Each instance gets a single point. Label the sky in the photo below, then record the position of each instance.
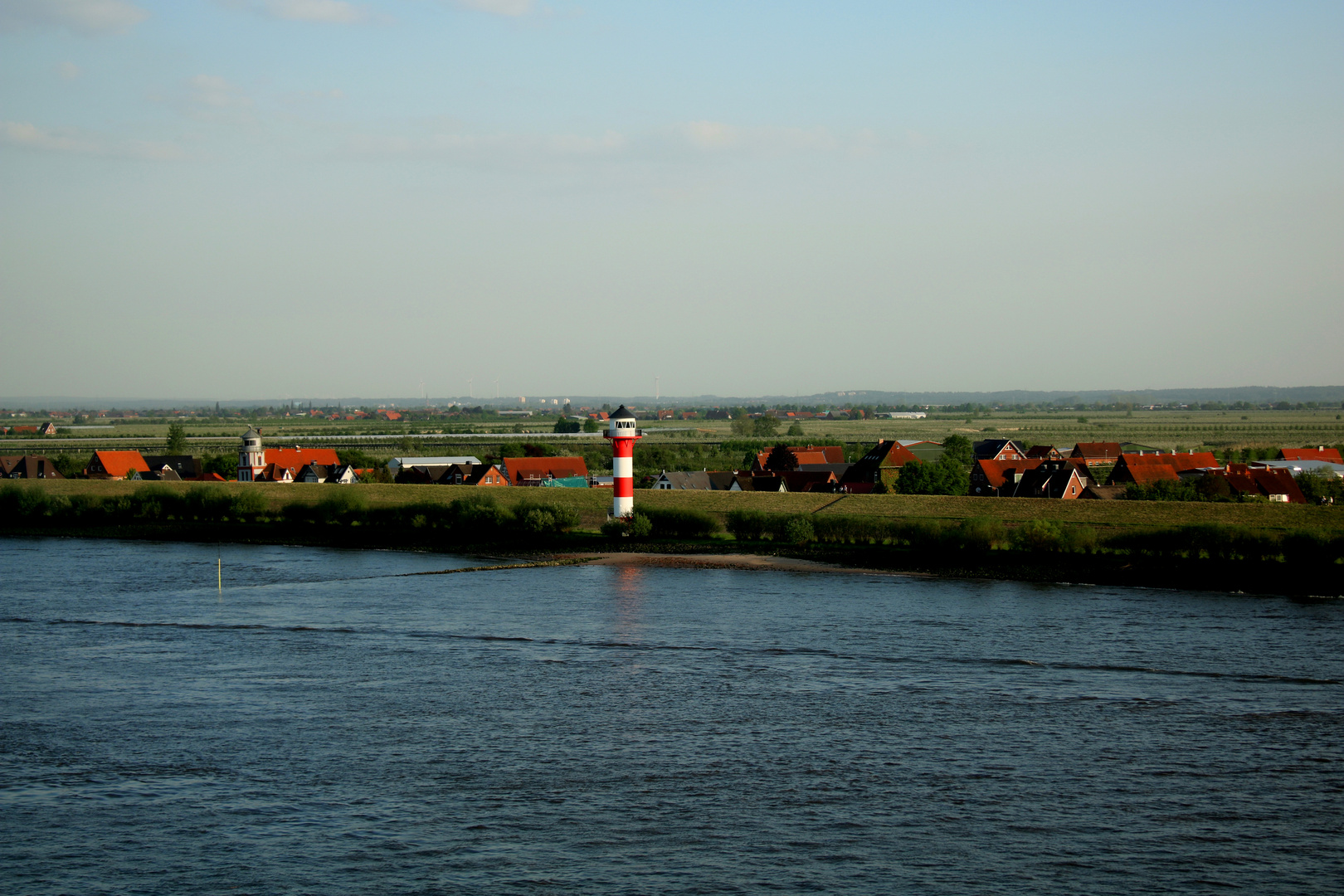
(221, 199)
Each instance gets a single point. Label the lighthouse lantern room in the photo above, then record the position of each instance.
(251, 457)
(621, 431)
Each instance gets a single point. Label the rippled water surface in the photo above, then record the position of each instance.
(323, 726)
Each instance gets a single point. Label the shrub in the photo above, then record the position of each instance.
(678, 523)
(747, 525)
(635, 525)
(544, 519)
(247, 504)
(979, 533)
(207, 503)
(1038, 535)
(799, 529)
(156, 503)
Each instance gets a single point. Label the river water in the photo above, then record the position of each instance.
(325, 726)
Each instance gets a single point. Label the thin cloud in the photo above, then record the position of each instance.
(27, 136)
(511, 8)
(325, 11)
(84, 17)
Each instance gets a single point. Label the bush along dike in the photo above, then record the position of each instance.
(1298, 562)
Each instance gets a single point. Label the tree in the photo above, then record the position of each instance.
(765, 426)
(782, 460)
(958, 449)
(177, 438)
(945, 476)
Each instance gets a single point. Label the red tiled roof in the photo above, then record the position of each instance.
(1331, 455)
(299, 457)
(117, 464)
(1097, 450)
(997, 472)
(520, 469)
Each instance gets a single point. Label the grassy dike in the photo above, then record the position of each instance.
(1237, 547)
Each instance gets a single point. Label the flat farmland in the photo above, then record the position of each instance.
(1166, 430)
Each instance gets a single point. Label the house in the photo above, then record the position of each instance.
(28, 466)
(811, 481)
(999, 479)
(1152, 468)
(1053, 479)
(882, 464)
(533, 470)
(183, 465)
(1329, 455)
(397, 462)
(116, 465)
(1097, 453)
(761, 484)
(1273, 484)
(810, 455)
(997, 450)
(474, 475)
(694, 481)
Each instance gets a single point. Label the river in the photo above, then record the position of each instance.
(327, 724)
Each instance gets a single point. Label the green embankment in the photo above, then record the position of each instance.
(1252, 547)
(593, 505)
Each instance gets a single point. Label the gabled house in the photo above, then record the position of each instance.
(1153, 468)
(1273, 484)
(533, 470)
(28, 466)
(474, 475)
(116, 465)
(1097, 453)
(678, 481)
(811, 481)
(1329, 455)
(1054, 479)
(882, 464)
(997, 450)
(999, 479)
(804, 455)
(183, 465)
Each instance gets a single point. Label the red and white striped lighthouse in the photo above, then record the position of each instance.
(621, 431)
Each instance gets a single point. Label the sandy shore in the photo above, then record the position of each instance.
(713, 562)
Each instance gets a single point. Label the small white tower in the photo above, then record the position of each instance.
(251, 457)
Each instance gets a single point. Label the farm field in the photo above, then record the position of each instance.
(1166, 430)
(593, 504)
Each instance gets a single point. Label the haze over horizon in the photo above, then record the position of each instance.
(324, 197)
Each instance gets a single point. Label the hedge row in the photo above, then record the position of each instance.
(477, 518)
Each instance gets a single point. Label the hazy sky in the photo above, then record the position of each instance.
(314, 197)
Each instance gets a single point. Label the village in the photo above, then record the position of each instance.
(986, 468)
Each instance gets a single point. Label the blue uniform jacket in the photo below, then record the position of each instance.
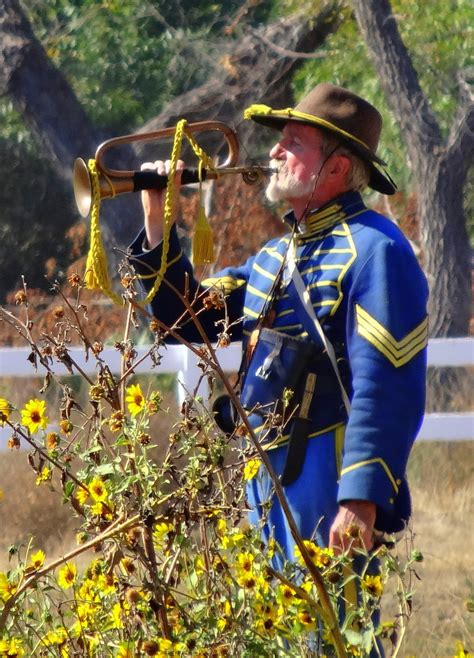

★ ★ ★ ★ ★

Rewrite all the entries above, replacing "record the position" with "give the coordinates" and keeping everything else unchanged. Leave out the pictures.

Each instance gets a single point. Label the sky in the photo below, then give the coordinates of each instance.
(221, 199)
Each instance gets a single point. Label the lighthouse lantern room in the photo above, then give the coordinates of each instance.
(251, 457)
(621, 431)
Each instance gets a single point. Label the rippled water surface in the photo above, then give the coordinates of each instance.
(323, 726)
Each instance gets a single point. Label the shrub in the photo above, then give the coordinates of each instance.
(678, 523)
(747, 525)
(635, 525)
(544, 519)
(247, 504)
(979, 533)
(207, 503)
(1038, 535)
(799, 529)
(156, 503)
Each instance gets a single point. Label the river water in the photo above, then give the coordinates of each instance.
(325, 726)
Each instance gets a single point. Label the thin cloud in the photo above, then give the coordinates of each instance.
(27, 136)
(511, 8)
(325, 11)
(84, 17)
Each instance gets a single point. Label the bush along dike in the photo above, then give the coordinates of each instance.
(1298, 562)
Each instance gets a single point. Label the tree in the photo above, then give the coordinates of each instance.
(765, 426)
(782, 460)
(958, 449)
(177, 438)
(945, 476)
Each instance gets a single point. Label the red tiled roof in the photo above, then give the coordinates of each instance.
(1331, 455)
(299, 457)
(117, 464)
(1097, 450)
(997, 472)
(520, 469)
Each instance gets a single point. Label the grassy dike in the photo above, then give the coordinates of each instance.
(1237, 547)
Each instance gets a single point. Label the flat farmland in the photo above, then give the coordinates of each instance.
(1166, 430)
Each instance gets a single point. Label the house in the photo above, then give the coordinates of each instance.
(28, 466)
(811, 481)
(999, 479)
(1152, 468)
(1053, 479)
(882, 464)
(533, 470)
(183, 465)
(1329, 455)
(397, 462)
(116, 465)
(1097, 453)
(761, 484)
(1273, 484)
(810, 455)
(997, 450)
(474, 475)
(694, 481)
Each instance gets a single point. Label the river in the photo above, then give the coordinates of each instance.
(327, 724)
Each instance gets a single point. Label the green embankment in the photo above, then give the coordinates of each instance.
(1252, 547)
(593, 505)
Each instance gets a single point. Label the gabled house in the photo above, then give the coordinates of each instance.
(1153, 468)
(1273, 484)
(533, 470)
(28, 466)
(474, 475)
(116, 465)
(1097, 453)
(678, 481)
(811, 481)
(1329, 455)
(1054, 479)
(882, 464)
(997, 450)
(999, 479)
(804, 455)
(183, 465)
Each instance gets a single point. Label the red and white striped lighthouse in the photo above, then give the coordinates of each instance.
(621, 431)
Each instance gets a single point. Label the sandy shore in the photo above, then give the coordinates of each instance.
(713, 562)
Each instance gets a single point. Label the small white tower in the photo above, then give the coordinates of each instance.
(251, 457)
Each instance gets a single point. Label the farm field in the photo above, then give the coordinates of each instance.
(1166, 430)
(593, 504)
Each instance gets a single point. Label the haze over horizon in the photo above, then give the coordinates of each instance.
(324, 197)
Each instance gets a single point. Label the hedge row in the photo above, then give the coordinates of each instance.
(477, 518)
Each instance gets a single point. Label the hazy sky in the photo above, then give the coordinates of each instance.
(314, 197)
Each instance gets a single point. Label the village in the photo above, then give the coordinates of each instance.
(986, 468)
Each instance gets a single point. Label the blue uniform jacket in the photo below, then give the coordinates of each instance.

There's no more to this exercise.